§ ASSIGNED TASK: Begin at the line below that contains "Please place a point on the grey". Repeat it and all remaining lines of the records exactly.

─── SUPPLIED ENTRIES

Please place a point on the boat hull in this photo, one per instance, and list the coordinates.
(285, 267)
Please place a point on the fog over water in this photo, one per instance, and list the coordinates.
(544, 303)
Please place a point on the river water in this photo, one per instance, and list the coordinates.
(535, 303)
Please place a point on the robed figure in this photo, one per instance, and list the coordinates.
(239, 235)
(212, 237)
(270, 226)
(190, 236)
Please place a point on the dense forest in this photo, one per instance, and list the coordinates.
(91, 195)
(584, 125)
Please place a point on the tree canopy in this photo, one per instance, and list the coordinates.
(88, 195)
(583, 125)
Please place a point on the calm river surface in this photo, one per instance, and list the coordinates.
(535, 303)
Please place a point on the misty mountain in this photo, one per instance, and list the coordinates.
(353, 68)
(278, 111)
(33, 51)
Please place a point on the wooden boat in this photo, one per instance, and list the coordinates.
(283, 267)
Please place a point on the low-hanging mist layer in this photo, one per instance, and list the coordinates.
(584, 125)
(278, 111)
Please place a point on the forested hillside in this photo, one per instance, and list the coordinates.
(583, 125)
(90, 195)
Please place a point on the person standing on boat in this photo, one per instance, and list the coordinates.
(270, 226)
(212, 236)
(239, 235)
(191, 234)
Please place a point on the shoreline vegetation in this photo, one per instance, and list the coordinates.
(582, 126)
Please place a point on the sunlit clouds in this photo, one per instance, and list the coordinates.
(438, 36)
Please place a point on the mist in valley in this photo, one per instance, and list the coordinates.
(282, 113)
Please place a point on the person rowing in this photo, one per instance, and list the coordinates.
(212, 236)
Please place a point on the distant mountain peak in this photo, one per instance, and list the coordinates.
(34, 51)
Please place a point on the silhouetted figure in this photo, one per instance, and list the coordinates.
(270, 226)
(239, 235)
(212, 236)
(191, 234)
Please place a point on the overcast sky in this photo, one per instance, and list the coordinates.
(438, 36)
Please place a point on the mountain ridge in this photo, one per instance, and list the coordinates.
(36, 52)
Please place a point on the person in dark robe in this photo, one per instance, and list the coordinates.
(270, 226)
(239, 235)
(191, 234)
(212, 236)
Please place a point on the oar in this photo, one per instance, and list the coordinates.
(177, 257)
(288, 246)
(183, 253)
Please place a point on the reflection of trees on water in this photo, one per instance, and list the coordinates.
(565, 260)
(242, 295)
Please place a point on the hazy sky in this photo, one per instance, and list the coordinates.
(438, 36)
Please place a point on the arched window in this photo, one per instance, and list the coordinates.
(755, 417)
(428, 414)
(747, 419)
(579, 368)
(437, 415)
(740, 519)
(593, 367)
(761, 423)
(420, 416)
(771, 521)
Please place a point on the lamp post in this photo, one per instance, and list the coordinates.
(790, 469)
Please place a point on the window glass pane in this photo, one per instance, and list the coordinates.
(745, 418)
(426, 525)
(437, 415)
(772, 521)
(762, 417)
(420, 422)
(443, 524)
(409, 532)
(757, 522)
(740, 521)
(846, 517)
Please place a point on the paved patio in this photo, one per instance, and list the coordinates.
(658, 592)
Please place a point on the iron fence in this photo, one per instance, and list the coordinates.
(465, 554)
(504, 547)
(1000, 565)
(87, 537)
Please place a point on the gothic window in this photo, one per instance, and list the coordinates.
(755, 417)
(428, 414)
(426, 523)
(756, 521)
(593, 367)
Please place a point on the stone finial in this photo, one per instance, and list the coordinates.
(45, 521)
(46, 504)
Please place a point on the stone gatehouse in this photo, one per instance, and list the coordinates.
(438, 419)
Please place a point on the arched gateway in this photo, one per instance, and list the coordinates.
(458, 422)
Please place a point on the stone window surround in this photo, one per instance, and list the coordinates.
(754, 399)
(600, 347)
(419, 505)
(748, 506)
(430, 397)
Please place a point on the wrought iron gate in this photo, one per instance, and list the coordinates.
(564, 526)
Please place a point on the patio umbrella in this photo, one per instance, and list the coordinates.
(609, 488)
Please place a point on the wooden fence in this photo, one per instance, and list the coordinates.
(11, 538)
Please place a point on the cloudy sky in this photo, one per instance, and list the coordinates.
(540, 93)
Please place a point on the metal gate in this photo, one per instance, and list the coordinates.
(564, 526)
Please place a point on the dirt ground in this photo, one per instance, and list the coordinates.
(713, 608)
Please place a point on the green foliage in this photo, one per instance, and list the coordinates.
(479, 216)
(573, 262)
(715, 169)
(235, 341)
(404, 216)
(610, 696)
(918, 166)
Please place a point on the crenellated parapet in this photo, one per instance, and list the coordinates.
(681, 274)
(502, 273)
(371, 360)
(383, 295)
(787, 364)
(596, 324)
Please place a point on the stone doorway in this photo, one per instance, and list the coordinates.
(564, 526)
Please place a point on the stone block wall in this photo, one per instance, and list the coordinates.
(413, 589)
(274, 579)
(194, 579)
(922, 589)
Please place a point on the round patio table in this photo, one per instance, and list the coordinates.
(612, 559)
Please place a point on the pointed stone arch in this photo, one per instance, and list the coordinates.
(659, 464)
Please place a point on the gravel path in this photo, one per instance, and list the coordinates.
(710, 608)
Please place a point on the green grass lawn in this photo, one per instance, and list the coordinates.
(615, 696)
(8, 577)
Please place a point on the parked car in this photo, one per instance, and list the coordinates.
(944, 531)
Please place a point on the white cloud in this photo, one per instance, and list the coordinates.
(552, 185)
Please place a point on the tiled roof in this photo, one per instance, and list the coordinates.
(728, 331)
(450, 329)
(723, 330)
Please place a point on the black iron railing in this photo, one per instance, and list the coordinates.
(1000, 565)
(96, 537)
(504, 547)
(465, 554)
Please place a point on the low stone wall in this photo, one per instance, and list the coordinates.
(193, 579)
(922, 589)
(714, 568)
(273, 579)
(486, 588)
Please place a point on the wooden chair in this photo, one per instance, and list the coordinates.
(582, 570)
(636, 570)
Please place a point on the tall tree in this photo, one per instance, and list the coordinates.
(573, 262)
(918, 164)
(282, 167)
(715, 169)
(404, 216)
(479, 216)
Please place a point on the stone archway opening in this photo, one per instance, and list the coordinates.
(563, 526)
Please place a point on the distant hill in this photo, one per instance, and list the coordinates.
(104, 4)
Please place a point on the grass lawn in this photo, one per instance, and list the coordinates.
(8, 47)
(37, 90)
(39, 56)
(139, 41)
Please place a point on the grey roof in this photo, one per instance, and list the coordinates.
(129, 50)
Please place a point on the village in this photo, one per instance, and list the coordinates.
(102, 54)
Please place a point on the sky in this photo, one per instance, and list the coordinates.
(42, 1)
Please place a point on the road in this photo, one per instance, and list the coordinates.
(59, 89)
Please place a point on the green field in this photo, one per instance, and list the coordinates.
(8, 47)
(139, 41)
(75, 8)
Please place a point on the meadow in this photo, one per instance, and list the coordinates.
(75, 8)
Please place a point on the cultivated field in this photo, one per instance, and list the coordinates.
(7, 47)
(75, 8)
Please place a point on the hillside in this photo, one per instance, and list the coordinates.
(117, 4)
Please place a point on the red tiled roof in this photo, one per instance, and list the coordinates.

──────

§ RESULT FOR THIS EXERCISE:
Please place a point on the grey roof in this photo, one per instance, and list the coordinates.
(129, 50)
Please place a point on the village in this photo, one per instance, and list the coordinates.
(102, 54)
Please place a point on the sky in this photo, one per instance, and list the coordinates.
(42, 1)
Please place a point on the road in this photo, one per instance, and list the coordinates.
(59, 89)
Please place a point on the green field in this photo, one per instance, and list the coordinates.
(8, 47)
(139, 41)
(75, 8)
Please place a point on the meadow in this photo, one per instance, and list the coordinates.
(75, 8)
Please place a point on the cultivated field in this photo, one per instance, and list the coordinates.
(7, 47)
(75, 8)
Please place a point on the hillside in this photo, one per instance, and list the coordinates.
(117, 4)
Please place a point on the red tiled roof in this photo, one per instance, and list the coordinates.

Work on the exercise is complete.